Zebrane dane:
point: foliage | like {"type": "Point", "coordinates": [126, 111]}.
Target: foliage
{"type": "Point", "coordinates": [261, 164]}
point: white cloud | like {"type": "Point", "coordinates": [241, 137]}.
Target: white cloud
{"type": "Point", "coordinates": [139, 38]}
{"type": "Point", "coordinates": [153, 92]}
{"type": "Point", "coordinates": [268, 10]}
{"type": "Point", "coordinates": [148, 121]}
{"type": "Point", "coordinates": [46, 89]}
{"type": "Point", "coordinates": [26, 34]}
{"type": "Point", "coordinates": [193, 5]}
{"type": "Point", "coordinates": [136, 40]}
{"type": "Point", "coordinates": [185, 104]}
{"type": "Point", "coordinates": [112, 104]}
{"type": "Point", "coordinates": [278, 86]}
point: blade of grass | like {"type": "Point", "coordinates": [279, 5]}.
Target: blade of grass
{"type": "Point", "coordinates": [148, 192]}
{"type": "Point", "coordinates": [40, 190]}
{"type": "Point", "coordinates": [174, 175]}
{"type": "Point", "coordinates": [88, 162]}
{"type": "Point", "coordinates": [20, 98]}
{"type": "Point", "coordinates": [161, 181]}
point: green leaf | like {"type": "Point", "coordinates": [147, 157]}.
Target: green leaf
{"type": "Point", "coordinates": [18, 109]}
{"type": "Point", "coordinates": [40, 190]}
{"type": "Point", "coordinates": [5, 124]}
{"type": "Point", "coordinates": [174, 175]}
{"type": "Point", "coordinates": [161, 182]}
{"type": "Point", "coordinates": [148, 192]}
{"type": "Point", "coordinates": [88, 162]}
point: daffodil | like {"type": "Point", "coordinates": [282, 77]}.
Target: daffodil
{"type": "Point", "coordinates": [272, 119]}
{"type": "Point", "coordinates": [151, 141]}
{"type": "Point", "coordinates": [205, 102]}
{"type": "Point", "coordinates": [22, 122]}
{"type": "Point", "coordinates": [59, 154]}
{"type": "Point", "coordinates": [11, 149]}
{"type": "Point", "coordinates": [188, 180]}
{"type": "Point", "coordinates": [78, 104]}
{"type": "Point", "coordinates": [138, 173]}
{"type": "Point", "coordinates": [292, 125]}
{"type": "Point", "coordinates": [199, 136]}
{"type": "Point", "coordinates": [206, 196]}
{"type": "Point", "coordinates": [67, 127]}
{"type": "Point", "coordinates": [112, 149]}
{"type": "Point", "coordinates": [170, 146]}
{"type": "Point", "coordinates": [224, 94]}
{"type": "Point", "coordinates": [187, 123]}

Polecenie robocze: Przepisz całe zestawienie powyżej wiersz po wierszu, bez żadnych zmian.

Pełna odpowiedź:
point: foliage | like {"type": "Point", "coordinates": [126, 111]}.
Target: foliage
{"type": "Point", "coordinates": [261, 164]}
point: white cloud | like {"type": "Point", "coordinates": [241, 137]}.
Target: white cloud
{"type": "Point", "coordinates": [139, 38]}
{"type": "Point", "coordinates": [153, 92]}
{"type": "Point", "coordinates": [268, 10]}
{"type": "Point", "coordinates": [148, 121]}
{"type": "Point", "coordinates": [46, 89]}
{"type": "Point", "coordinates": [26, 34]}
{"type": "Point", "coordinates": [193, 5]}
{"type": "Point", "coordinates": [136, 40]}
{"type": "Point", "coordinates": [185, 104]}
{"type": "Point", "coordinates": [112, 104]}
{"type": "Point", "coordinates": [278, 86]}
point: blade of grass | like {"type": "Point", "coordinates": [279, 5]}.
Target: blade of grass
{"type": "Point", "coordinates": [148, 192]}
{"type": "Point", "coordinates": [40, 190]}
{"type": "Point", "coordinates": [174, 175]}
{"type": "Point", "coordinates": [88, 162]}
{"type": "Point", "coordinates": [20, 98]}
{"type": "Point", "coordinates": [161, 181]}
point: green leaf | like {"type": "Point", "coordinates": [147, 157]}.
Target: green leaf
{"type": "Point", "coordinates": [18, 109]}
{"type": "Point", "coordinates": [40, 190]}
{"type": "Point", "coordinates": [5, 124]}
{"type": "Point", "coordinates": [174, 175]}
{"type": "Point", "coordinates": [161, 182]}
{"type": "Point", "coordinates": [148, 192]}
{"type": "Point", "coordinates": [88, 162]}
point: daffodil | like {"type": "Point", "coordinates": [282, 77]}.
Target: daffodil
{"type": "Point", "coordinates": [272, 119]}
{"type": "Point", "coordinates": [151, 141]}
{"type": "Point", "coordinates": [205, 102]}
{"type": "Point", "coordinates": [22, 122]}
{"type": "Point", "coordinates": [59, 154]}
{"type": "Point", "coordinates": [11, 149]}
{"type": "Point", "coordinates": [188, 180]}
{"type": "Point", "coordinates": [78, 104]}
{"type": "Point", "coordinates": [138, 173]}
{"type": "Point", "coordinates": [292, 125]}
{"type": "Point", "coordinates": [199, 136]}
{"type": "Point", "coordinates": [206, 196]}
{"type": "Point", "coordinates": [67, 127]}
{"type": "Point", "coordinates": [112, 149]}
{"type": "Point", "coordinates": [170, 146]}
{"type": "Point", "coordinates": [224, 94]}
{"type": "Point", "coordinates": [187, 123]}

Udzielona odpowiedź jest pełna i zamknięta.